— begin Extract provided —

6.           Miscellaneous.
 
6.1  Modification and Waiver of Breach. No waiver or modification of this Agreement shall be binding unless it is in writing signed by the parties hereto. No waiver of a breach hereof shall be deemed to constitute a waiver of a future breach, whether of a similar or dissimilar nature.
 
6.2  Assignment. The rights of Capsalus under this Agreement may, without the consent of the Seller, be assigned  by Capsalus, in its sole and  unfettered discretion (a) to any person, firm, corporation, or other business entity which at any time, whether by purchase, merger, or otherwise, directly or indirectly, acquires all or substantially all of the assets or business of Capsalus, or (b) to any subsidiary or affiliate of Capsalus, or any transferee, whether by purchase, merger or otherwise, which directly or indirectly acquires all or substantially all of the assets of Capsalus or such subsidiary or affiliate.
 
6.3 Notices.  All notices and other communications required or permitted under this Agreement shall be in writing, served personally on, or mailed by certified or registered United States mail to, the party to be charged with receipt thereof.  Notices and other communications served by mail shall be deemed given hereunder 72 hours after deposit of such notice or communication in the United States Post Office as certified or registered mail with postage prepaid and duly addressed to whom such notice or communication is to be given, in the case of (a) Capsalus, 2675 Paces Ferry Road, Suite 100, Atlanta, Georgia 30339, Attention: Steven M. Grubner, Chief Executive Officer, or (b) to Seller/Company, 407 Valley Brook Drive, Hockessin, Delaware 19707, Attention: Mary S. Schreiber, PhD., President. Any such party may change said party's address for purposes of this Section by giving to the party intended to be bound thereby, in the manner provided herein, a written notice of such change.

— end Extract provided —
— begin Material provided —

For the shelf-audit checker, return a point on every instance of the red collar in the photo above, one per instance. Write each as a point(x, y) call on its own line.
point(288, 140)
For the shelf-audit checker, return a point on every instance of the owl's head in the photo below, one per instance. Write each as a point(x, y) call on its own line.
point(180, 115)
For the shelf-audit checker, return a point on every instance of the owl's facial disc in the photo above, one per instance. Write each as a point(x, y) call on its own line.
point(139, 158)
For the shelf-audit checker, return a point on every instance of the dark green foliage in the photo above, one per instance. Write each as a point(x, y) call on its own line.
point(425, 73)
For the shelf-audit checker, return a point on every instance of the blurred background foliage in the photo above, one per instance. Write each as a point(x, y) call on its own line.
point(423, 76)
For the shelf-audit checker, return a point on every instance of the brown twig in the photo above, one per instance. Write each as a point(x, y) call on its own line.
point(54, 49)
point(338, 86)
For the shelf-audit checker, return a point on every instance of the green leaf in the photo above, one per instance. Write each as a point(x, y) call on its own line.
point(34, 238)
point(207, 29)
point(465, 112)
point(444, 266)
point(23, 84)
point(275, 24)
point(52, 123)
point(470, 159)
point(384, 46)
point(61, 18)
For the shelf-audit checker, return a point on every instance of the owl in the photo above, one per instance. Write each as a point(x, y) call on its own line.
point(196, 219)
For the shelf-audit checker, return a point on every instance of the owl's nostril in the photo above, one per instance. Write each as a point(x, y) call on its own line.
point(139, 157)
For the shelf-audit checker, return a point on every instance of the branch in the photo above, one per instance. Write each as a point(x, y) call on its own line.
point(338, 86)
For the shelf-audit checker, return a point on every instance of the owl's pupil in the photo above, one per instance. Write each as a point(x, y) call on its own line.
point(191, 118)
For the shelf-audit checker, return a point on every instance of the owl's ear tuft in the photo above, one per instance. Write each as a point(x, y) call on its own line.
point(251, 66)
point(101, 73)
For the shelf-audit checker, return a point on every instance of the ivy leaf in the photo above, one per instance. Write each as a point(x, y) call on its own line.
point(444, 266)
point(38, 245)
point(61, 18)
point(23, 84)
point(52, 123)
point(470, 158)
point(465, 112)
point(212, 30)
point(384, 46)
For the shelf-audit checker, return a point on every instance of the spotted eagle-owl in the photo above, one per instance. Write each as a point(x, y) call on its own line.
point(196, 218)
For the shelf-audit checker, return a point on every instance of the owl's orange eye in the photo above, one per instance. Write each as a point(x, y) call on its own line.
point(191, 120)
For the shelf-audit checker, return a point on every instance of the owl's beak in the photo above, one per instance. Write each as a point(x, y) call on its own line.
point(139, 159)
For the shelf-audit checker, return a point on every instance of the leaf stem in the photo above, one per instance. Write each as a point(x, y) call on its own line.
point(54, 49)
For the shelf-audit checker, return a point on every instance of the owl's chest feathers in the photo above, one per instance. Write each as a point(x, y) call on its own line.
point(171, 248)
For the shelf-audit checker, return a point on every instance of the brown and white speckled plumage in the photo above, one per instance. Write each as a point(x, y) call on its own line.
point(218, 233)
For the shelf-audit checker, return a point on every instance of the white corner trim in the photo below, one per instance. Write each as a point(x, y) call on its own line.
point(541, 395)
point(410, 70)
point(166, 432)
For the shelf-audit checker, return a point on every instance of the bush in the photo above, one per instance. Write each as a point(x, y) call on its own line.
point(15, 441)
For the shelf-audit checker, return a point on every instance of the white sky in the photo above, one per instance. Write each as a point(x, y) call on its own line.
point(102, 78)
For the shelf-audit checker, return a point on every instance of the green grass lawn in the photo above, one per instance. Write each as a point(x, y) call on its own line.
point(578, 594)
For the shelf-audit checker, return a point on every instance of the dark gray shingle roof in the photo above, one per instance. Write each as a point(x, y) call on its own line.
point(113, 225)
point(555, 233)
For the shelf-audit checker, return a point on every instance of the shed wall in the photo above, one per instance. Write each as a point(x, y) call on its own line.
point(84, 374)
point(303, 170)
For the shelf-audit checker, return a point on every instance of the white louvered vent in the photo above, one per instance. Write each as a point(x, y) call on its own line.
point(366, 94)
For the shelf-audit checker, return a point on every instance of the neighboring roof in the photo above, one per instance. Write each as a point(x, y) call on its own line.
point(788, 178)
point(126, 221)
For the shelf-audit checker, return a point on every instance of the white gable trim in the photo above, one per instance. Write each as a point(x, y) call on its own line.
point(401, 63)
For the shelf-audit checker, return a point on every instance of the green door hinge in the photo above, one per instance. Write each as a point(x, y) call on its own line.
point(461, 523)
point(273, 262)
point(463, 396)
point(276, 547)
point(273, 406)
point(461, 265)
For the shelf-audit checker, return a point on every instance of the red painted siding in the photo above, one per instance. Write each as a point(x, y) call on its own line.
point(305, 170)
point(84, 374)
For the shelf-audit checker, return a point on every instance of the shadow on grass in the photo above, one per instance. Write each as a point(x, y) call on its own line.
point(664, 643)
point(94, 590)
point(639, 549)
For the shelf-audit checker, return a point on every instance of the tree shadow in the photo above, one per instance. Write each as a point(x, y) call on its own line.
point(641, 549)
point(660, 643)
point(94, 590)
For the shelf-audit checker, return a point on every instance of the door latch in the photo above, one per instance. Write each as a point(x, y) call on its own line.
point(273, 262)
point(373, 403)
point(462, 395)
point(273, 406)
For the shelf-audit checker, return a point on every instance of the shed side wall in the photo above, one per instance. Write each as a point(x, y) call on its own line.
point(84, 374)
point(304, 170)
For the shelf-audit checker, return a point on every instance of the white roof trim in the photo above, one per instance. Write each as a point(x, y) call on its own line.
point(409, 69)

— end Material provided —

* _Written instruction_
From the contract's miscellaneous provisions, write out the passage that begins at the words "6.           Miscellaneous." and stops after the words "or dissimilar nature.". Rely only on the contract excerpt when working through what comes next.

* _Result of the task_
6.           Miscellaneous.
 
6.1  Modification and Waiver of Breach. No waiver or modification of this Agreement shall be binding unless it is in writing signed by the parties hereto. No waiver of a breach hereof shall be deemed to constitute a waiver of a future breach, whether of a similar or dissimilar nature.